Nor does The Detonators address questions that Mr. Millman should have asked about the motives of the German government. Why risk bringing the United States into the conflict, especially if German diplomats were convinced, as Mr. Millman is, that President Woodrow Wilson clung “desperately” to his policy of neutrality until the Zimmermann note—a proposal by Germany of an alliance with Mexico—so inflamed public opinion in 1917 that he “had no choice” but to ask Congress for a declaration of war? Did the Germans believe in 1915 that American arms shipments might tip the balance in favor of the Allies? Or that America would enter the war eventually, no matter what the German government said or did? If so, why not try to vanquish England and France before the Yanks were ready to go over there? Or did the Foreign Office give the green light to sabotage because officials were confident that they could hide their involvement? Which they did—for quite a while.

The second half of The Detonators reveals how the Black Tom conspiracy was eventually exposed. A legal thriller, spanning two decades and three continents, the tale has more twists and turns than a colonoscopy. It began in 1922, when the United States and Germany established a Mixed Claims Commission to settle suits for damages arising out of the war. Two years later, after locating documents misfiled by the U.S. Bureau of Investigation (precursor to the F.B.I.) implicating Germany in sabotage, lawyers for the Lehigh Valley Railroad, which owned the buildings on Black Tom, filed a claim for $20 million.

Saved entries:
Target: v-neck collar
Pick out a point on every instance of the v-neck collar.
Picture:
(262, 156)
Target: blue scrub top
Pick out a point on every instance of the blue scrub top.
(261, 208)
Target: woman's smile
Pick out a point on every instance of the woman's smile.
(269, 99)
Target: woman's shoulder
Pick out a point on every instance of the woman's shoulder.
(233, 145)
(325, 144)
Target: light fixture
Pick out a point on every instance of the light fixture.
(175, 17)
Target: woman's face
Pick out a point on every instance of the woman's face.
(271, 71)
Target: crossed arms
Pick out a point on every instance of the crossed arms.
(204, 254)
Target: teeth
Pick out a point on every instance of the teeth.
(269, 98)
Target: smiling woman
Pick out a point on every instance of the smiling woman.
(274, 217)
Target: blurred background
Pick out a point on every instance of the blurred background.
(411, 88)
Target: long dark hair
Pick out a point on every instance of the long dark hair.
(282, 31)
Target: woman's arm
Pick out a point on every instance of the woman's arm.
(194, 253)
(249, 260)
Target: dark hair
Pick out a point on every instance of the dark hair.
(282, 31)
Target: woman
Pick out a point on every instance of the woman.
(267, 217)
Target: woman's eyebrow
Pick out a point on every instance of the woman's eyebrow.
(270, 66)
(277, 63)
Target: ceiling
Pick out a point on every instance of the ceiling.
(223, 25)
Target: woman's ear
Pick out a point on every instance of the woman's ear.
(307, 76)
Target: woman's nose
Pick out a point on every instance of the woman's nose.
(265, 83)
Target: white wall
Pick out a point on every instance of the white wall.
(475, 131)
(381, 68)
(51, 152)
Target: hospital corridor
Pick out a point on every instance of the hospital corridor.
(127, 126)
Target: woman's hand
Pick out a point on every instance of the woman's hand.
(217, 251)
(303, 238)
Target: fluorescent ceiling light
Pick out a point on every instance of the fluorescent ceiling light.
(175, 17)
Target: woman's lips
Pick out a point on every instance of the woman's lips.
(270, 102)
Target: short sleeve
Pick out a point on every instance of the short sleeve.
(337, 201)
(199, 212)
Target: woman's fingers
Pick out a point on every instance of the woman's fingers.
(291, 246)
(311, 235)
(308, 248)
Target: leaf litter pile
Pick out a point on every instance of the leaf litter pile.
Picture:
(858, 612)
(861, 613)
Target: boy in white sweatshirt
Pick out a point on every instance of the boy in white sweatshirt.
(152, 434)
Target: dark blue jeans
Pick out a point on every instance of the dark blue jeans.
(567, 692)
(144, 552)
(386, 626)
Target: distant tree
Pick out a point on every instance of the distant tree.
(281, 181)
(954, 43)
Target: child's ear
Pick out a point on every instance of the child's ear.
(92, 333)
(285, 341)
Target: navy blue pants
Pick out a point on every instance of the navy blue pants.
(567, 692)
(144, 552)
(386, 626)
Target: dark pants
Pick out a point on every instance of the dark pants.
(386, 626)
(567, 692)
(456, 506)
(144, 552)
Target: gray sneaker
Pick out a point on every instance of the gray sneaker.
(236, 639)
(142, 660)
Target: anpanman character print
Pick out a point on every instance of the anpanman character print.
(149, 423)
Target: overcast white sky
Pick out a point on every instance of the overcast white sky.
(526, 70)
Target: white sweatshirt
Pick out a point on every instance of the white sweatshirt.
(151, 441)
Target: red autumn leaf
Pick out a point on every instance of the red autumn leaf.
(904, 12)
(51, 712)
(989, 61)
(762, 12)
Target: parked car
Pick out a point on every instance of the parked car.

■ Your tasks ■
1) According to the review of The Detonators, in what year did the United States and Germany set up a Mixed Claims Commission?
2) Go on with the review of The Detonators, starting right after its last sentence.

■ Your written answers ■
1) In 1922.

2)
The Germans stalled, stonewalled and lied. The cable sent in January 1915, they explained, was neither an order nor a command, but simply an observation that sabotage could occur. German officials swore that they had authorized no illegal activity. Without a “smoking gun” linking the German government directly to Black Tom, the Mixed Claims Commission ruled against the Lehigh Valley in 1930.

But then, in a stroke of serendipity—one of many in The Detonators—a message sent from Mexico City by one of the conspirators in 1917 surfaced. Written in a magazine in lemon juice so that it would disappear when dry, the message became readable again only after the heat of an iron was applied to the page. A handwriting expert verified that Fred Herrmann, an American citizen turned German spy, was the author. The Americans asked to reopen the case, only to have an even more eminent authority assert that the message had been written long after 1917. Owen Roberts, a justice on the United States Supreme Court and the umpire for the Mixed Claims Commission, denied the petition. But he left the door open for one more appeal.

In 1934, Dame Fortune smiled on America again. John J. McCloy, a lawyer for the Lehigh Valley and the hero of The Detonators, persuaded the Irish labor leader James Larkin to prepare an affidavit about German initiatives to disrupt the flow of supplies from the United States to the Allies, including the Black Tom plot. With Larkin ready to name names, the Nazis agreed to settle. They later reneged, but in 1939, Roberts found for the plaintiffs: $21 million in damages and $29 million in interest.

Better late than never, justice had been meted out—but the biggest beneficiary, Mr. Millman suggests, was John McCloy: The young lawyer for whom Black Tom had once been a black hole went on to become an Assistant Secretary of War, president of the World Bank and U.S. High Commissioner to Germany; in the latter stages of his career, he was widely known as “Head of the Establishment” in the United States.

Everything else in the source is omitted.